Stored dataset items
--

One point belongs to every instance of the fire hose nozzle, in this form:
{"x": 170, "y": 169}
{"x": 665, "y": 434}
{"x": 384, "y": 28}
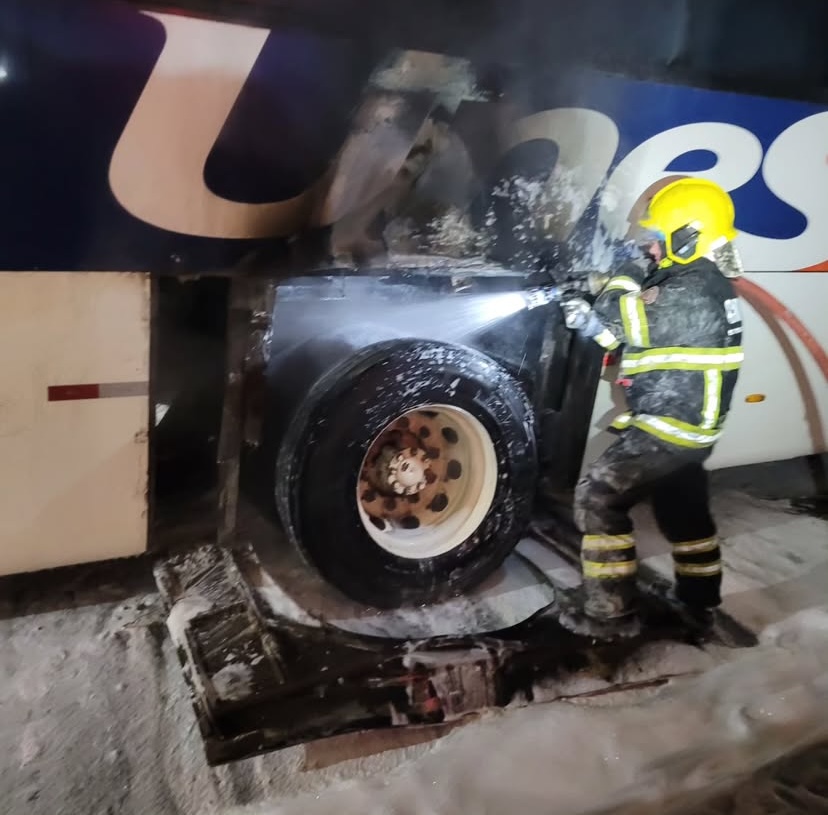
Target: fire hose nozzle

--

> **Task objective**
Find and copy every line in the entries above where the string "hose" occurs.

> **Response box**
One point belongs to every instance of the fire hose nozzle, in this form:
Target: fire hose nozzle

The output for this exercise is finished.